Text section
☆ ☆ ☆ ☆ ☆

The demo shows the steps to develop a custom streaming sink and use it to monitor whether and what SQL queries are executed at runtime (using web UI’s SQL tab).
Note
|
The main motivation was to answer the question Why does a single structured query run multiple SQL queries per batch? that happened to have turned out fairly surprising. You’re very welcome to upvote the question and answers at your earliest convenience. Thanks! |
The steps are as follows:
Findings (aka surprises):
-
Custom sinks require that you define a checkpoint location using checkpointLocation option (or spark.sql.streaming.checkpointLocation Spark property). Remove the checkpoint directory (or use a different one every start of a streaming query) to have consistent results.
A streaming sink follows the Sink contract and a sample implementation could look as follows.

☆ ☆ ☆ ☆ ☆

Data provided
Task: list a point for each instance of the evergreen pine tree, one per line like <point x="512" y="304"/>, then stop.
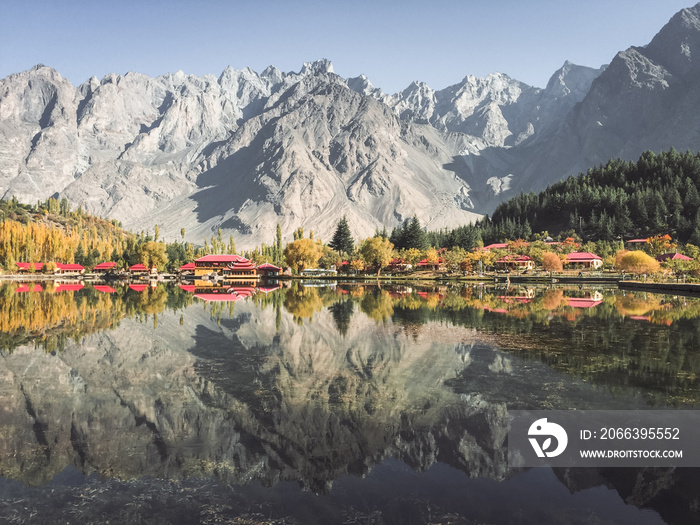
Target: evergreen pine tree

☆ ☆ ☆ ☆ ☆

Instructions for the task
In the streaming sink demo, what option must you use to define the checkpoint location that custom sinks require? Answer from the streaming sink demo only, not from the data.

Output for this task
The checkpointLocation option, or alternatively the spark.sql.streaming.checkpointLocation Spark property.